Текст отрывка >>
******

Что принес солдат? Из воспоминаний Цветкова Я. Я

Татьяна Тупик
Летом 1943 года мы временно находились в обороне на левом берегу реки Северный Донец в пределах населенных пунктов Трехизбенка, Калаус и Кряковка.

На правой стороне реки были немцы. Пологий борт долины против поселков Калаус – Кряковка хорошо просматривался противником и ежедневно обстреливался из орудий и минометов.

Днем здесь появляться было рискованно. Поэтому обеспечение людей, находящихся на линии обороны, питанием, боеприпасами, а также эвакуация тяжело раненых воинов в тыл производилось ночью с наступлением темноты.

Особенно неспокойно было в апреле-мае месяцах. Противник производил не раз огневые артиллерийские взлеты на нашу линию обороны, несколько раз нас бомбили из самолетов. Здесь и теперь можно видеть много деревьев без вершин, с оторванными сучьями, повреждениями коры и луба. Все это следы взрыва снарядов, мин и авиабомб.

******

Исходные записи >>
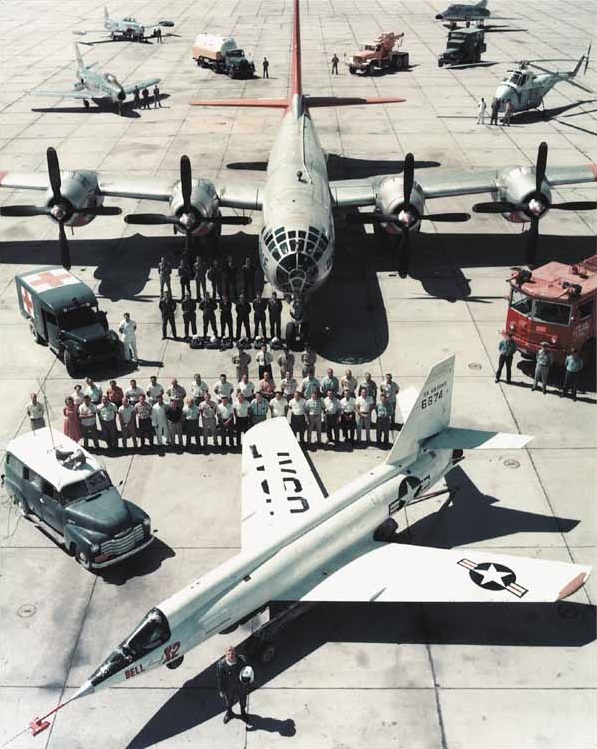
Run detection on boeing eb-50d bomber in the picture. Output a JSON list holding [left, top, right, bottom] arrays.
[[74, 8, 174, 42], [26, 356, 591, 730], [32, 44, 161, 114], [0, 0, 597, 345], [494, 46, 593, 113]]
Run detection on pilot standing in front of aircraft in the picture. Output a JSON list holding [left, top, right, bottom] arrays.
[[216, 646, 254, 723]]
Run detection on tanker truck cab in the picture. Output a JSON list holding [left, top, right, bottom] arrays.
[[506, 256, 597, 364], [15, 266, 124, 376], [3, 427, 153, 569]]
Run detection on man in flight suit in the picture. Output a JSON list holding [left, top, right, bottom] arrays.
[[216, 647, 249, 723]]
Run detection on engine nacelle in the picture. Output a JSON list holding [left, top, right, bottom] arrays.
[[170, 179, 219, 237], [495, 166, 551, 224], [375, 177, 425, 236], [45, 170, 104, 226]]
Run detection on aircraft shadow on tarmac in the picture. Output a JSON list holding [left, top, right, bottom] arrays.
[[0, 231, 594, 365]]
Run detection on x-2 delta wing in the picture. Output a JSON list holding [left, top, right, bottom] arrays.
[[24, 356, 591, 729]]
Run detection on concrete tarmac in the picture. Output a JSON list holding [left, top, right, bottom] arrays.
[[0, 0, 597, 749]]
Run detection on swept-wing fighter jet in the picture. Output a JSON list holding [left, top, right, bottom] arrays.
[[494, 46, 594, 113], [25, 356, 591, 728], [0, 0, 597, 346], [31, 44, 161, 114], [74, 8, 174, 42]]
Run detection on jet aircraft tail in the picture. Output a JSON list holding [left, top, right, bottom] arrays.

******

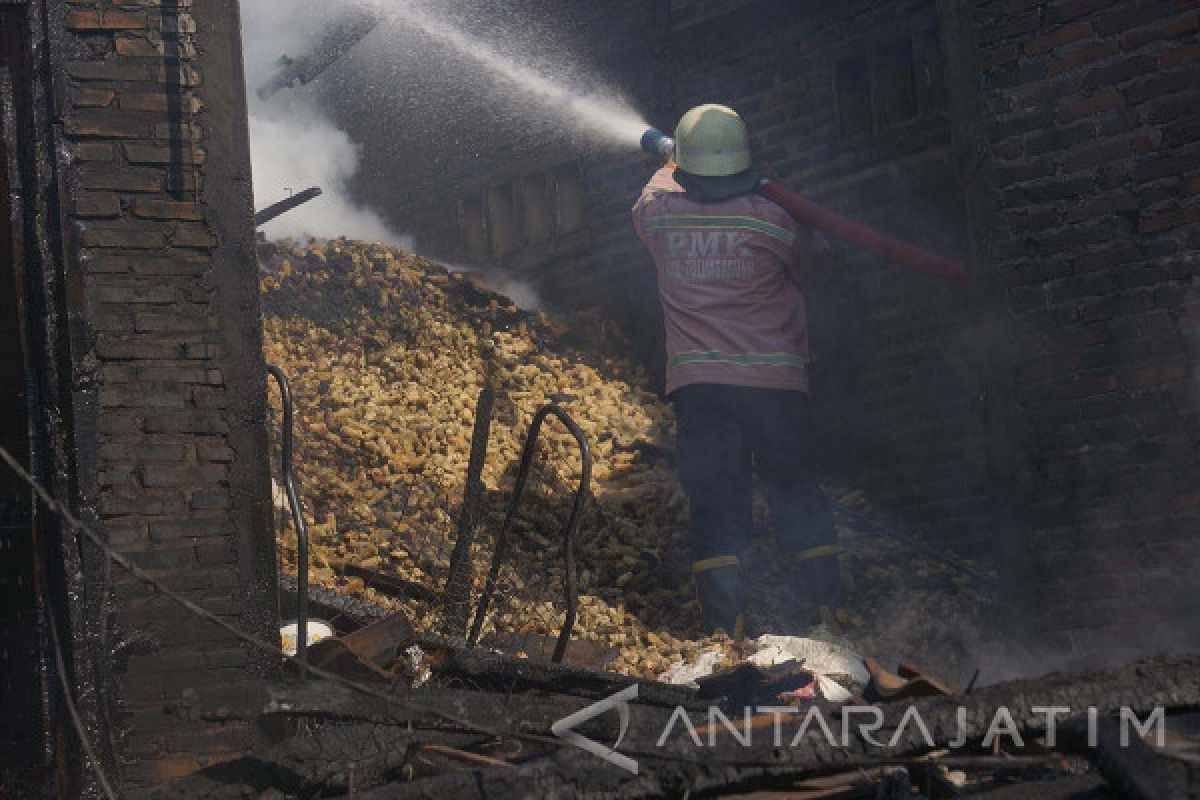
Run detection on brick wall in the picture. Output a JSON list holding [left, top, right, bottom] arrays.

******

Что сделать >>
1: Выведите записи от строки с «Run detection on boeing» до строки с «[[216, 646, 254, 723]]» включительно в виде JSON-списка строк: каждая строка записей становится отдельным элементом, пустые пропускаются.
2: Напишите, что идет дальше в воспоминаниях об обороне на левом берегу Северного Донца летом 1943 года.
Отрывок и записи никак не связаны между собой.

Результаты >>
1:
[
  "Run detection on boeing eb-50d bomber in the picture. Output a JSON list holding [left, top, right, bottom] arrays.",
  "[[74, 8, 174, 42], [26, 356, 591, 730], [32, 44, 161, 114], [0, 0, 597, 345], [494, 46, 593, 113]]",
  "Run detection on pilot standing in front of aircraft in the picture. Output a JSON list holding [left, top, right, bottom] arrays.",
  "[[216, 646, 254, 723]]"
]

2:
В июне месяце и позднее на линии обороны обстановка стала иной. Ночью противник все время освещал ракетами русло и пойму реки, вел непрерывную стрельбу из автоматов и пулеметов по всем подозрительным местам левого берега. Днем же стрельба его была значительно слабее, и наступали даже минуты затишья, если не считать выстрелы снайперов с другой стороны.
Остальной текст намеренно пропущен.